— Given task —
Rewrite every line from the start of the items through the line containing "point(1062, 164)", and offset each point coordinate in the answers by adding 19 to it. Leave the pictures out of your copy.

— Entries from a dataset —
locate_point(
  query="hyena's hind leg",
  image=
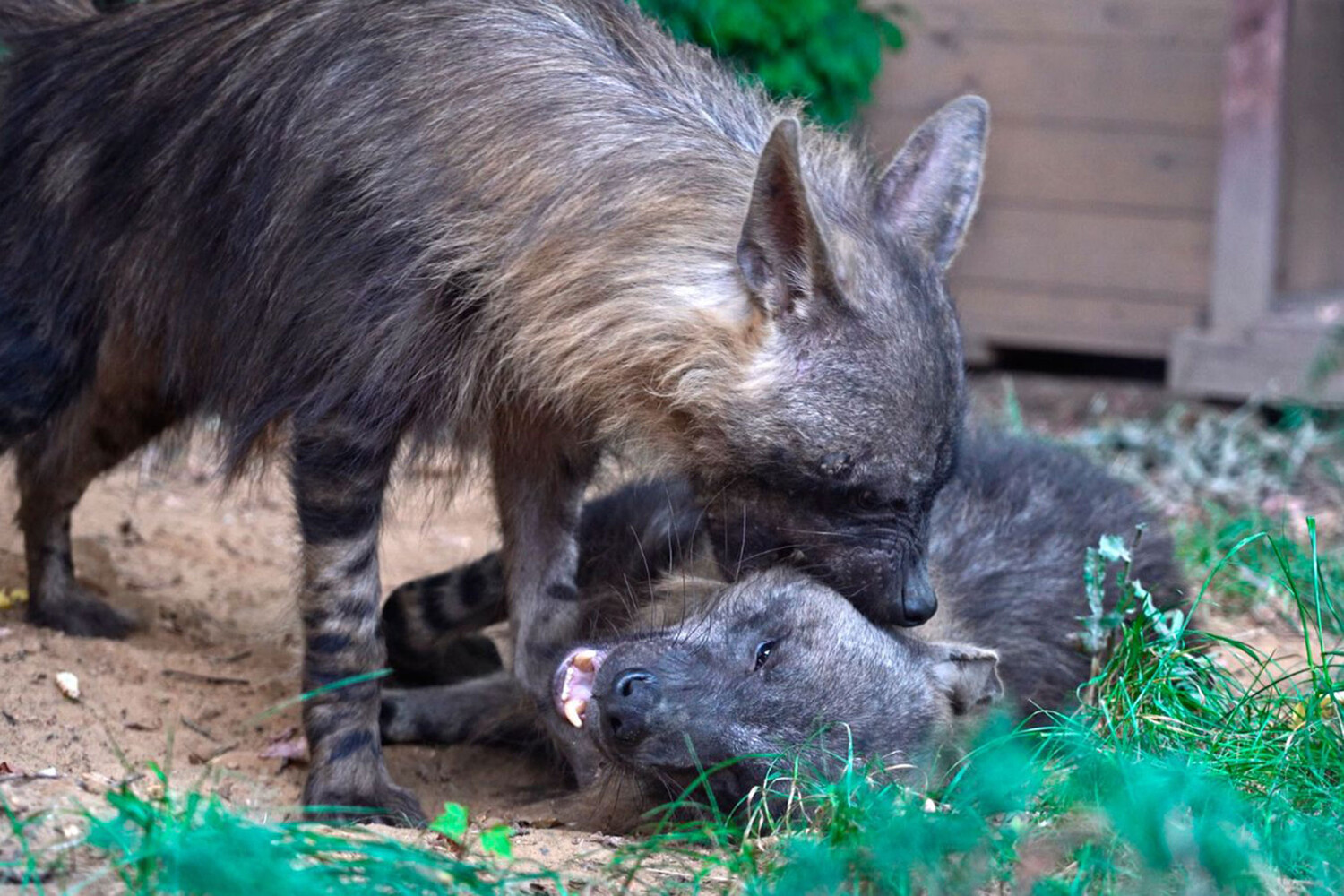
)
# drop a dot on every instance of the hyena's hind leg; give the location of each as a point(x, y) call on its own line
point(101, 427)
point(340, 471)
point(429, 624)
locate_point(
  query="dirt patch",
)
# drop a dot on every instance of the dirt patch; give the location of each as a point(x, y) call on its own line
point(210, 573)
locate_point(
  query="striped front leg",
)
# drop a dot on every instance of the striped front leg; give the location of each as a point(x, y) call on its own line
point(539, 482)
point(339, 481)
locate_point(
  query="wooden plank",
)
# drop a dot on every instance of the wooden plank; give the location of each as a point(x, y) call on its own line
point(1314, 220)
point(1107, 253)
point(1070, 322)
point(1117, 86)
point(1247, 212)
point(1172, 22)
point(1271, 360)
point(1062, 164)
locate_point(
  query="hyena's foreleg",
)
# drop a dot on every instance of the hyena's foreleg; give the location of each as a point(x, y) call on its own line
point(488, 710)
point(340, 471)
point(429, 624)
point(104, 425)
point(539, 481)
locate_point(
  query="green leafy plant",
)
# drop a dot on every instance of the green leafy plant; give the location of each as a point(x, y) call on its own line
point(824, 51)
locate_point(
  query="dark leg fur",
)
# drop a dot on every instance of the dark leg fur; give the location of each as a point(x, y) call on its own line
point(426, 622)
point(626, 540)
point(488, 710)
point(539, 484)
point(339, 484)
point(56, 466)
point(37, 381)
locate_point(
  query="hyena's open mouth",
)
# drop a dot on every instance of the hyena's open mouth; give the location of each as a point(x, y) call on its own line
point(572, 686)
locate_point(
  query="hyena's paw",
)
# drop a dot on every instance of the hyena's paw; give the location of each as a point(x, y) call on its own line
point(330, 799)
point(82, 614)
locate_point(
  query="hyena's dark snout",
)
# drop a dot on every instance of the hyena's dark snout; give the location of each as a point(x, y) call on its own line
point(628, 708)
point(886, 590)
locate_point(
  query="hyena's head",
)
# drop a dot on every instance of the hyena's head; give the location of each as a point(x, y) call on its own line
point(846, 427)
point(777, 662)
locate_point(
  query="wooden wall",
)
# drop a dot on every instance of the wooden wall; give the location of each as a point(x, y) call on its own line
point(1312, 245)
point(1094, 230)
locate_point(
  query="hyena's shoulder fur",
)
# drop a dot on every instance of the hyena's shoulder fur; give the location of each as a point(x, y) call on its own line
point(523, 228)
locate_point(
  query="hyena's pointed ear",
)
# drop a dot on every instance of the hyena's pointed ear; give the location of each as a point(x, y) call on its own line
point(782, 254)
point(930, 191)
point(968, 676)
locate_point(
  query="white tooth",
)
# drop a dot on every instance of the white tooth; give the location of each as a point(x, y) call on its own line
point(574, 711)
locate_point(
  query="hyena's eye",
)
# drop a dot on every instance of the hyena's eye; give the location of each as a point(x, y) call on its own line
point(870, 500)
point(763, 651)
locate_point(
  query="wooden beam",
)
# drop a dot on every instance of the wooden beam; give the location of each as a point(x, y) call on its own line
point(1246, 217)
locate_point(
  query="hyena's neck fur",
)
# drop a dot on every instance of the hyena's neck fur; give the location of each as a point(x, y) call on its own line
point(631, 316)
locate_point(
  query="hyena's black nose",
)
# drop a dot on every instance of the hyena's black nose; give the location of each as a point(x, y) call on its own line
point(625, 711)
point(918, 600)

— Solved exercise —
locate_point(
  query="hyena's hind leg",
  image=
)
# drop a dot on every instance of the hyena's hind leg; give the location of each as a point(x, y) call on its own line
point(120, 446)
point(359, 490)
point(448, 643)
locate_point(
  query="dirt patch",
)
# drop a dot on every instance of the dirt patch; give the location of each as a point(x, y) call on its own line
point(229, 592)
locate_point(
  query="striped front leg",
)
# drop a dot on every instance of the striped front leg; give the location of each as a point(x, y) call on its own line
point(558, 501)
point(358, 500)
locate_point(
  query="wooden plank",
)
# drop a dot on every instance of the wooden plank; give the location of each as a point(x, y) call on its own line
point(1333, 239)
point(1126, 272)
point(1089, 341)
point(1136, 105)
point(1266, 231)
point(1191, 41)
point(1290, 379)
point(1081, 183)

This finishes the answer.